*Saved entries*:
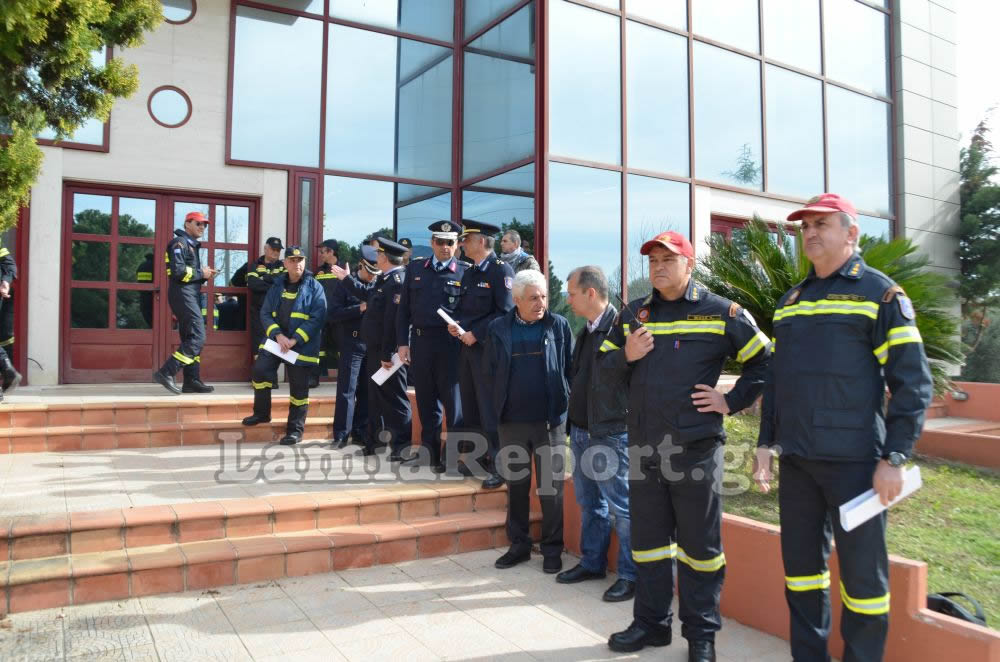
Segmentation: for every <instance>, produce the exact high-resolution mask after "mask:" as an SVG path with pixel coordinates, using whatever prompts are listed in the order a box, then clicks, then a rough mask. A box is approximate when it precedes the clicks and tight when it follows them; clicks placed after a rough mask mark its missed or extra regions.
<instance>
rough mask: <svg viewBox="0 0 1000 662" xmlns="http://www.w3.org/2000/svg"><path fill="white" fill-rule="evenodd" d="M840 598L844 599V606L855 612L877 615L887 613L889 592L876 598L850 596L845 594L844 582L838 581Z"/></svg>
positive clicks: (845, 590) (846, 592) (887, 613)
mask: <svg viewBox="0 0 1000 662" xmlns="http://www.w3.org/2000/svg"><path fill="white" fill-rule="evenodd" d="M840 599H841V600H843V601H844V606H845V607H847V608H848V609H850V610H851V611H853V612H855V613H857V614H867V615H868V616H878V615H879V614H888V613H889V594H888V593H886V594H885V595H882V596H879V597H877V598H852V597H851V596H849V595H847V589H845V588H844V582H840Z"/></svg>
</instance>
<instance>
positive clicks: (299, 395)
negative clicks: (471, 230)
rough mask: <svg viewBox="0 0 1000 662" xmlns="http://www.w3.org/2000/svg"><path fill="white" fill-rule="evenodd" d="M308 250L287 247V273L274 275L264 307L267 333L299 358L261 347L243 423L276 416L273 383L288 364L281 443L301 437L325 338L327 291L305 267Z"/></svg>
mask: <svg viewBox="0 0 1000 662" xmlns="http://www.w3.org/2000/svg"><path fill="white" fill-rule="evenodd" d="M305 265H306V254H305V251H303V250H302V249H301V248H299V247H298V246H289V247H288V248H287V249H285V261H284V264H283V265H282V266H283V268H284V270H285V273H284V275H283V276H280V277H278V278H277V279H275V281H274V283H272V285H271V289H270V290H268V293H267V296H266V297H265V298H264V302H263V305H262V306H261V311H260V318H261V323H262V324H263V323H266V324H267V326H266V327H265V329H264V334H265V336H266V337H267V338H269V339H271V340H273V341H275V342H276V343H278V345H279V346H280V347H281V349H282V350H284V351H288V350H292V351H293V352H296V353H297V354H298V357H297V358H296V359H295V363H294V364H292V363H288V362H285V361H284V360H283V359H281V358H279V357H278V356H276V355H274V354H272V353H271V352H269V351H267V350H264V349H261V351H260V352H259V353H258V354H257V360H256V361H254V364H253V376H252V380H253V389H254V391H253V415H251V416H247V417H246V418H244V419H243V425H247V426H250V425H257V424H259V423H267V422H270V420H271V382H270V381H269V380H270V379H271V378H272V376H273V375H274V374H276V373H277V371H278V366H279V365H280V364H281V363H285V371H286V373H287V374H288V391H289V398H288V405H289V406H288V422H287V425H286V429H285V436H284V437H282V438H281V442H280V443H281V444H282V445H285V446H290V445H293V444H296V443H298V442H300V441H302V434H303V432H304V430H305V424H306V415H307V414H308V412H309V375H310V373H311V371H312V370H313V368H315V366H316V365H318V364H319V346H320V337H321V335H322V331H323V325H324V324H325V323H326V294H325V293H324V292H323V286H322V285H320V284H319V281H317V280H316V279H315V278H314V277H313V275H312V273H310V272H308V271H306V268H305Z"/></svg>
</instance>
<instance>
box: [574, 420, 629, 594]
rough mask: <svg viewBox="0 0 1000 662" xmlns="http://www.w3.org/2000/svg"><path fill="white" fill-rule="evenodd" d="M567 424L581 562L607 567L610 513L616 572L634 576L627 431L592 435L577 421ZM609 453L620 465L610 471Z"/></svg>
mask: <svg viewBox="0 0 1000 662" xmlns="http://www.w3.org/2000/svg"><path fill="white" fill-rule="evenodd" d="M570 428H571V430H570V448H571V449H572V451H573V487H574V490H575V492H576V502H577V503H578V504H579V505H580V519H581V527H580V528H581V531H580V552H581V554H582V558H581V559H580V564H581V565H582V566H583V567H584V568H586V569H587V570H590V571H591V572H604V571H605V569H606V568H607V565H608V547H609V546H610V545H611V517H612V516H613V517H614V526H615V531H617V532H618V577H619V578H620V579H627V580H629V581H635V561H633V560H632V545H631V535H630V531H631V528H632V526H631V519H630V518H629V508H628V435H627V434H626V433H624V432H623V433H621V434H615V435H609V436H607V437H591V436H590V433H588V432H587V430H583V429H581V428H578V427H577V426H575V425H571V426H570ZM588 449H596V450H590V451H589V452H587V451H588ZM584 453H586V456H584ZM612 458H615V459H616V460H617V465H618V466H617V471H614V472H613V473H612V470H613V469H614V468H615V467H614V464H615V459H612ZM608 474H611V475H608Z"/></svg>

*Assignment*:
No pictures should appear; only the lines from the first line of the records through the line with "598L844 599V606L855 612L877", both included, are to be restated word for word.

*The answer*:
Segmentation: for every <instance>, produce the exact high-resolution mask after "mask:" as an SVG path with pixel coordinates, using whatever prompts are listed in the order a box, then clicks, then a rough mask. A box is approximate when it precedes the clicks and tight when it follows them; clicks placed after a rough mask mark its missed or extra regions.
<instance>
rough mask: <svg viewBox="0 0 1000 662" xmlns="http://www.w3.org/2000/svg"><path fill="white" fill-rule="evenodd" d="M840 598L844 599V606L855 612L877 615L887 613L889 592L876 598L850 596L845 594L844 582L838 581Z"/></svg>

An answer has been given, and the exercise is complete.